- **Problems and tasks**:
a) In the UFC live blog, how much younger is Sylvia than Couture?
b) Can you sum up the UFC live blog in two sentences?
c) Continue the UFC live blog with the entries that follow its last one.

11:47 p.m. Irate colon be damned, McFedries knocks down Martin Kampmann (Pictures).

11:51 p.m. After being peppered with strikes, Kampmann takes control on the ground and finishes with an arm-triangle.

11:57 p.m. The broadcast's wandering microphone gets opinions on tonight's main event. With few celebrities in Ohio, no one says anything stupid enough to mention here.

11:59 p.m. Couture and Tim Sylvia (Pictures) discuss their bout, offering contrasting opinions on Randy's abilities at the age of 43. "The Natural" is adamant he can still hang; Sylvia infers he needs to be in a rocking chair and wearing a diaper.

12:01 a.m. Couture enters to a deafening reception in Ohio. He looks much healthier hydrated. In the kind of classy display only a UFC fan could offer, a spectator tosses him a condom. Feel free to explore the subtext, because I won't be.

12:04 a.m. A hyperbolic Goldberg alleges that Sylvia could be 285 pounds tonight. Rogan chimes in that, if not for the 265-pound heavyweight cap, he might be 300 pounds. By the end of the night, I expect both men to report Tim Sylvia (Pictures) has been seen stomping over Tokyo.

12:05 a.m. The tale of the tape: Sylvia is six inches taller, 40 pounds heavier, and 13 years younger. My concern turns to outright apprehension. I loathe the UFC's perpetual mishandling of aging athletes to "put over" their fresher talent.

12:11 a.m. The first round opens. I really am wary of Randy getting hurt here. He's practically a geriatric and oh my Christ he just dropped Sylvia.

12:16 a.m. Round one expires as both fans and Sylvia try to regain their bearings. Couture spent most of the round working from Sylvia's back and trying to apply a choke.

- **Extracted entries**:
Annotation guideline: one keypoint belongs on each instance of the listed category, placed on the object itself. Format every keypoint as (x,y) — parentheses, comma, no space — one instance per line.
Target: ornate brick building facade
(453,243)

...

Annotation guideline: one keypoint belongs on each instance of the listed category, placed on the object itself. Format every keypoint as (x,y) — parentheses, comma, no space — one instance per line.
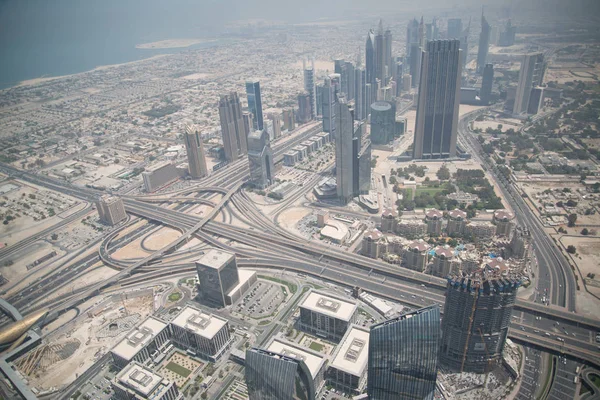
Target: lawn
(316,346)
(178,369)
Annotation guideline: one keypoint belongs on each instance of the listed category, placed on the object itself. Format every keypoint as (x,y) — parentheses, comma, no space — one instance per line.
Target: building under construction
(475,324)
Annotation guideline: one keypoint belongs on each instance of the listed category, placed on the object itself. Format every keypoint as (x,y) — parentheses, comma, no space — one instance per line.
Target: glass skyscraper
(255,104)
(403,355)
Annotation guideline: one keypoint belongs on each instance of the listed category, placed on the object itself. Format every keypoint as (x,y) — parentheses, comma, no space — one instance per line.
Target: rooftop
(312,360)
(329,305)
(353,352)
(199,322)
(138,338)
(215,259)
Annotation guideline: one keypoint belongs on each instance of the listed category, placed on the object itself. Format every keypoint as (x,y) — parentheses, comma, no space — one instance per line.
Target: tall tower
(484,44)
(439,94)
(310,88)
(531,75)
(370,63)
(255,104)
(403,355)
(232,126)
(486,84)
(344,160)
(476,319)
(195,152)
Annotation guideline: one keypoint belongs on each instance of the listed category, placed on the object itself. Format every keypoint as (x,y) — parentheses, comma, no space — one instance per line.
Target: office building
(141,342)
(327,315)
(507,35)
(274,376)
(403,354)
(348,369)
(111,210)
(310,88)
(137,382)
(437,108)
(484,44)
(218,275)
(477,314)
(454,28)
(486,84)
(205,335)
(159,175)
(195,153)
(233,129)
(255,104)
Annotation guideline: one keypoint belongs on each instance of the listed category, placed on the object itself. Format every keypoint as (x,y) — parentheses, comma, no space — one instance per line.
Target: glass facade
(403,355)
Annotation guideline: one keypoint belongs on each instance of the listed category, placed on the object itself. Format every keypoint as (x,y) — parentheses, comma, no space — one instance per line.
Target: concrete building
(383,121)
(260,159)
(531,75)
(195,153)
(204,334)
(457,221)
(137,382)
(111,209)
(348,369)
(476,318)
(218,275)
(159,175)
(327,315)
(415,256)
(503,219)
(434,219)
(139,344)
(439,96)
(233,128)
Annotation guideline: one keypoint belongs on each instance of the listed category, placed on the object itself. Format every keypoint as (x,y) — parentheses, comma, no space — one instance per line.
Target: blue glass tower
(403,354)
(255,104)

==

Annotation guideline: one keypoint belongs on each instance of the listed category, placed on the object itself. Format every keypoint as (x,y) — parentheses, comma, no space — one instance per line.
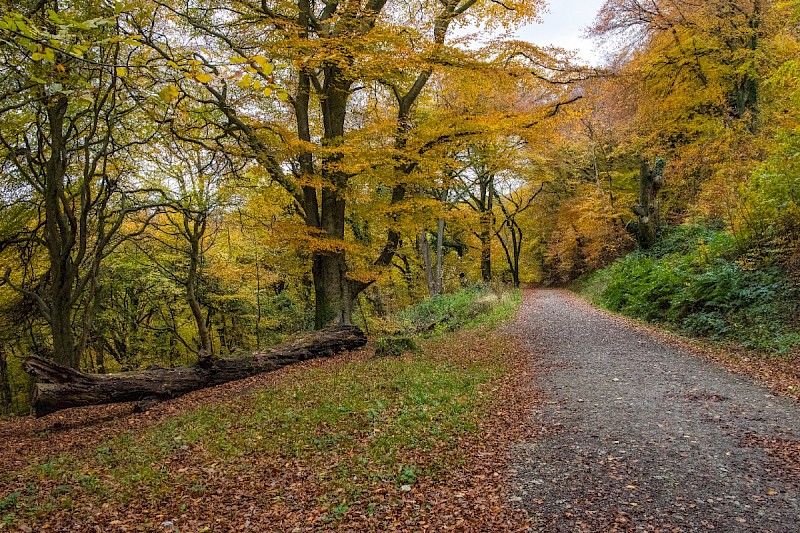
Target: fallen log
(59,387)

- **Answers to the exercise**:
a) Sylvia is 13 years younger than Couture.

b) Kampmann is knocked down by McFedries but takes control on the ground and wins with an arm-triangle, and Couture and Sylvia then disagree about whether Couture can still compete at 43. Although Sylvia is six inches taller, 40 pounds heavier, and 13 years younger, Couture drops him in the first round and spends most of it working from his back and trying to apply a choke.

c)
While I'm reeling from his efforts, I remind myself that he looked good early on against both Josh Barnett (Pictures) and Ricco Rodriguez (Pictures) before their size wore him out. And Sylvia is built like Paul Bunyan. It's far from over.

12:22 a.m. Round two is in the books, proving the first stanza was no fluke. Couture scored with a takedown and started landing … but Sylvia has a scary guard, able to clip Randy's chin with those lanky limbs.

12:28 a.m. Fifteen minutes in, and Couture has never been in an ounce of danger. Incredibly, Randy is getting the better of the stand-up, bobbing and weaving like an Amish craftsman.

12:29 a.m. Sylvia sits humbled in his corner. He emits two loud belches.

12:34 a.m. Another five minutes of domination by Couture, who seems to delight in making me look like a giant idiot. As if I needed the help.

12:41 a.m. The fight is over. Sylvia's face is a swollen mess, a total Rick Baker special. Barring Helen Keller sitting at the judges' table, Randy Couture (Pictures) is about to regain his heavyweight title.

12:44 a.m. He's done it: Couture is now a five-time UFC champ. The crowd gets their fairy tale on and cheers when Randy embraces wife Kim. The only thing missing is fireworks and a bad Nickelback song.

12:46 a.m. Sylvia drops a reference to an injury during his post-fight interview, further endearing himself to the crowd. Sensing the tension, he immediately ushers in a handicapped child to hug.

12:50 a.m. I try to log on to various forums to gauge reaction to Couture's umpteenth magic trick. The pages won't load due to high traffic volume, which probably says it all about what happened tonight.

Or we could look to screenwriter William Goldman, who can help meet my pretentious quotes quota for the evening.

"Nobody knows anything," he said. And while he was speaking of Hollywood, it's just as relevant to MMA — and the legacy of the Natural.